■ EXERCISE: Find the line that contains "Look at the photo above. For each instance of the black"; then retype it and each line after it, exactly, through the final line of the data below.
▬▬▬▬▬▬▬▬▬▬
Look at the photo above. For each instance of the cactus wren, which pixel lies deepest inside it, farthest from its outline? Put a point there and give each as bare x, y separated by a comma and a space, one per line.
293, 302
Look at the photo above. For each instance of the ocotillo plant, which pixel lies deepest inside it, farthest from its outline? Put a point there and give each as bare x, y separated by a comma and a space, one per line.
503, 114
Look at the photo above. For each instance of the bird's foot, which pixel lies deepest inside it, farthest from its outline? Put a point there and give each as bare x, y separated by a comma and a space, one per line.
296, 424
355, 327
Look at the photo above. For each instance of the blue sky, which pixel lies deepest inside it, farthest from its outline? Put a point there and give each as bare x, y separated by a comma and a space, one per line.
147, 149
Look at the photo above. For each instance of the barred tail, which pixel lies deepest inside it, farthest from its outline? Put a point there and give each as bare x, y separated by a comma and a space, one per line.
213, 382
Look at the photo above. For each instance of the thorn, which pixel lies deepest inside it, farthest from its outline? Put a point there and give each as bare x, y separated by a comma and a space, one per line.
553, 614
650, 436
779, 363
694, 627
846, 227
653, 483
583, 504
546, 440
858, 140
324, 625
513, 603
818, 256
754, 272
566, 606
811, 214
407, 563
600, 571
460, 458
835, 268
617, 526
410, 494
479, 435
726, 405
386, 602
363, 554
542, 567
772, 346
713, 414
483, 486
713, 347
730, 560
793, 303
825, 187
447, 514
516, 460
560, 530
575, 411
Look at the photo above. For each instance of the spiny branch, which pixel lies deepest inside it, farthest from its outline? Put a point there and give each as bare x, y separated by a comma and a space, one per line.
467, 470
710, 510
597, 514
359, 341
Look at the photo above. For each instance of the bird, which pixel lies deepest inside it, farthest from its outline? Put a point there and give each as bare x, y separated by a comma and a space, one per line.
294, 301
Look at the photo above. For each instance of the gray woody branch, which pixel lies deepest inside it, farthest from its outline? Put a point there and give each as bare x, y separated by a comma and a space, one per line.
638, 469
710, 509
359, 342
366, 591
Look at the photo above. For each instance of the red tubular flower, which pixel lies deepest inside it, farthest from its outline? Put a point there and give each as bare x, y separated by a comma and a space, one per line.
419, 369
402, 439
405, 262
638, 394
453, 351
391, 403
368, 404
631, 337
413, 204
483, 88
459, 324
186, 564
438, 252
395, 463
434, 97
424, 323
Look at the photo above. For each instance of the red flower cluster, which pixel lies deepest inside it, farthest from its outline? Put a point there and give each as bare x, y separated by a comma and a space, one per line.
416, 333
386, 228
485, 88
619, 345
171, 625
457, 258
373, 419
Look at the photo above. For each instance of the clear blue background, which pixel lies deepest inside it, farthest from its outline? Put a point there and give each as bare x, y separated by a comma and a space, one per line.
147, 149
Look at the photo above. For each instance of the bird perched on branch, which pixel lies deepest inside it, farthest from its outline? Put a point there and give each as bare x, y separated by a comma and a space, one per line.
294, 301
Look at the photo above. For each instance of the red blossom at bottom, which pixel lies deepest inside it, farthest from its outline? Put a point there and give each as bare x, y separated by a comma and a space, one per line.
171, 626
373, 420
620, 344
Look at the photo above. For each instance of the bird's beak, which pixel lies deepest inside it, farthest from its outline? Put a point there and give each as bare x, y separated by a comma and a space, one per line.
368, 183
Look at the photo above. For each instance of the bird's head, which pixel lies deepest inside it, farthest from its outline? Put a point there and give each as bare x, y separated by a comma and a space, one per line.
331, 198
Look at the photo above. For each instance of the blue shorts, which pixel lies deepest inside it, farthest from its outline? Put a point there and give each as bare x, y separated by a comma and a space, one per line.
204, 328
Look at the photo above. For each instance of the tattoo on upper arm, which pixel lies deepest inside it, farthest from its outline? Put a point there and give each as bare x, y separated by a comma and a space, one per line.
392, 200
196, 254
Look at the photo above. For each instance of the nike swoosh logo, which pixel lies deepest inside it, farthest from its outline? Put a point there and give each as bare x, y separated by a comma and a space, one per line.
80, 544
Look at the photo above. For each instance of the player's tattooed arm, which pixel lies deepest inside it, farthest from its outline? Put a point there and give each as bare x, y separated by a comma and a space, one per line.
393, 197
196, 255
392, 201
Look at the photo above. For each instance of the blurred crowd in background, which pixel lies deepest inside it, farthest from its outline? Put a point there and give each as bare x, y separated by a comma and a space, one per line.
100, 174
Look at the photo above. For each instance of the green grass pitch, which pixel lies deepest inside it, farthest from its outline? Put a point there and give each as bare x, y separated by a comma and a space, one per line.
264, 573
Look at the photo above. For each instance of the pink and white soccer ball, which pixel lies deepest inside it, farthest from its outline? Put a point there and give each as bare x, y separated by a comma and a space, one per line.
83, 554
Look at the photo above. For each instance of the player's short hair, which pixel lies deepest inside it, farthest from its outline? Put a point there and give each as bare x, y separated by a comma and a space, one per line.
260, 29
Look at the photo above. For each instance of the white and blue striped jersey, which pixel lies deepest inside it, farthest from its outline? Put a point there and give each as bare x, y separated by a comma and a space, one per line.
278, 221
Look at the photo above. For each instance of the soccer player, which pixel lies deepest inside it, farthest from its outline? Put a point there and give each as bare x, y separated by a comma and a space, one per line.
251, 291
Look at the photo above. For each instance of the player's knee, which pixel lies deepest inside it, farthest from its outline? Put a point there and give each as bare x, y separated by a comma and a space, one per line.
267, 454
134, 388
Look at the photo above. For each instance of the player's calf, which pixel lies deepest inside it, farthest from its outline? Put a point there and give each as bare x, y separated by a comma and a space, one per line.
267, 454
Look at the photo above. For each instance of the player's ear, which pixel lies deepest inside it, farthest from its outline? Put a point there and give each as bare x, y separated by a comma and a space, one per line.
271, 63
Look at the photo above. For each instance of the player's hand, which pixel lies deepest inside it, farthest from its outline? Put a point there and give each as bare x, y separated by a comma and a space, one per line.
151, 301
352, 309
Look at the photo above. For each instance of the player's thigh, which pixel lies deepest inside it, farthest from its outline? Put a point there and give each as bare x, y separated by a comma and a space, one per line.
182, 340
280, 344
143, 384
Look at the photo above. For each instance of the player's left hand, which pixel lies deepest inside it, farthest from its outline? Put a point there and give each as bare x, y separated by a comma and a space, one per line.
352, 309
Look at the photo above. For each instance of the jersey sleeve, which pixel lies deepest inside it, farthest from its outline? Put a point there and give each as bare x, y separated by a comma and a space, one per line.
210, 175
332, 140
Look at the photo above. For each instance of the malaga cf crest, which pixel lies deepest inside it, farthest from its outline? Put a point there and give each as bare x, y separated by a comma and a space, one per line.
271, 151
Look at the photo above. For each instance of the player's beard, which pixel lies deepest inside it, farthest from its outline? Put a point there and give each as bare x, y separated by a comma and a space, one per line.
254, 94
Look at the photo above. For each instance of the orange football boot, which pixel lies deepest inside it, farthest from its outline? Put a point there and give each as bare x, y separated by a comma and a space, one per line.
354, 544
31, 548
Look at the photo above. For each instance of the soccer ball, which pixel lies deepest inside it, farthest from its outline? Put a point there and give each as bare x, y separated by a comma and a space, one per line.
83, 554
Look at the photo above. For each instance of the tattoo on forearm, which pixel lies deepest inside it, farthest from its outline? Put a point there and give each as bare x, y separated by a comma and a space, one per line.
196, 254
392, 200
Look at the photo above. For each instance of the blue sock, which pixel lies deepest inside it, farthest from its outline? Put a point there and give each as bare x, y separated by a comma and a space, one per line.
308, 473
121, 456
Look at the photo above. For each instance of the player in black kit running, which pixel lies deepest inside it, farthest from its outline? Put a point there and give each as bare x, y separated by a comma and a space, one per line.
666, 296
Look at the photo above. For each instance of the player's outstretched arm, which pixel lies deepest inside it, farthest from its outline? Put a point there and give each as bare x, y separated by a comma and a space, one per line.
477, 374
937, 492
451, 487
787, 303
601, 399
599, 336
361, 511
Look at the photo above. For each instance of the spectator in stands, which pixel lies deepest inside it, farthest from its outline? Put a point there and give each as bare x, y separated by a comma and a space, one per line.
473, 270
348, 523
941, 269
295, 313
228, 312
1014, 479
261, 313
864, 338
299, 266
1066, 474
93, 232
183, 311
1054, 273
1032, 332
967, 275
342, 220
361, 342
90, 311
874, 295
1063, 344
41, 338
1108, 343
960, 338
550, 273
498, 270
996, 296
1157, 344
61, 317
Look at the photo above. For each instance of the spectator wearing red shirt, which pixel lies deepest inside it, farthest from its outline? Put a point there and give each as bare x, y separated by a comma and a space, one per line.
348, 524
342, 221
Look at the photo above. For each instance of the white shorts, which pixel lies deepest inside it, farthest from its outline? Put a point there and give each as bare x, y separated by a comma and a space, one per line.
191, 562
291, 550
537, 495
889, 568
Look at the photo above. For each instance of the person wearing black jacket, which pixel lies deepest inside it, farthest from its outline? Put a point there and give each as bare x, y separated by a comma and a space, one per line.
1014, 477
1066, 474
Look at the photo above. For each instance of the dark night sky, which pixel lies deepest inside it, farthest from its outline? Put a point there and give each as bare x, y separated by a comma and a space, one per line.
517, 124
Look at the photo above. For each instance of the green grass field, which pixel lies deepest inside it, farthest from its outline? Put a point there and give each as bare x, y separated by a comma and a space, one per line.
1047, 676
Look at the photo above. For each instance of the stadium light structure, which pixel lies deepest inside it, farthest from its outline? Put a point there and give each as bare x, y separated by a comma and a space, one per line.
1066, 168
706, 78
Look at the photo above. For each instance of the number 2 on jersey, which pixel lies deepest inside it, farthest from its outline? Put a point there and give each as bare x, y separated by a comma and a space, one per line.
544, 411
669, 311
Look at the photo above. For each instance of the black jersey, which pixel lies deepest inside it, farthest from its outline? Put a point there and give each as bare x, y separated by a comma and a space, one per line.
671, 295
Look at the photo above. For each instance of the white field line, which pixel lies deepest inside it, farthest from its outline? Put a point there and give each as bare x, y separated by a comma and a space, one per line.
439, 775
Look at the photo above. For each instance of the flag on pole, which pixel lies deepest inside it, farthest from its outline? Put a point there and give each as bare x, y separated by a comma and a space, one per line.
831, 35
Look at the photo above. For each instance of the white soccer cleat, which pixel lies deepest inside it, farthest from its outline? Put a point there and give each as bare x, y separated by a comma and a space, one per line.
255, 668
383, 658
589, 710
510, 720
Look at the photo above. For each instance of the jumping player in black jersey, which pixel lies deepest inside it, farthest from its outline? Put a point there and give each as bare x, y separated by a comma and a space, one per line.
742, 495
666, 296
▬▬▬▬▬▬▬▬▬▬
■ TASK SOLUTION:
Look at the photo above. For each instance of the black jersey, which pixel lies deepest inside it, farthest from its outline? Put a point there and give each as bare x, y separated by a comma and a space, one per line.
671, 295
Look at the photo above. For each instance of the white field line, which pixel lies deepest inside it, farthest from its outline? Put a point there and give each as bare x, y separated by a comma and a space, one per line.
439, 775
Look at the photo above. For each instance of the flag on pole, which pixel lies deepest inside it, farthest from its outline? Put a point there and give each as bare x, y separated by a comma and a space, one per line.
831, 35
Look at the photo above. For each instance of the white soccer cleat, which pixel lies deepest inside it, farthest from its outline? Put a point there and give each as bare x, y separated by a comma and a space, one per line.
255, 668
383, 658
589, 710
510, 720
Look at the photo above. For each instance of the jumping player in black jersey, which pixel lies deepest inside it, farthest from its outline? Put a point there and give each as bare x, y separated by a comma and a space, one per line.
742, 495
666, 296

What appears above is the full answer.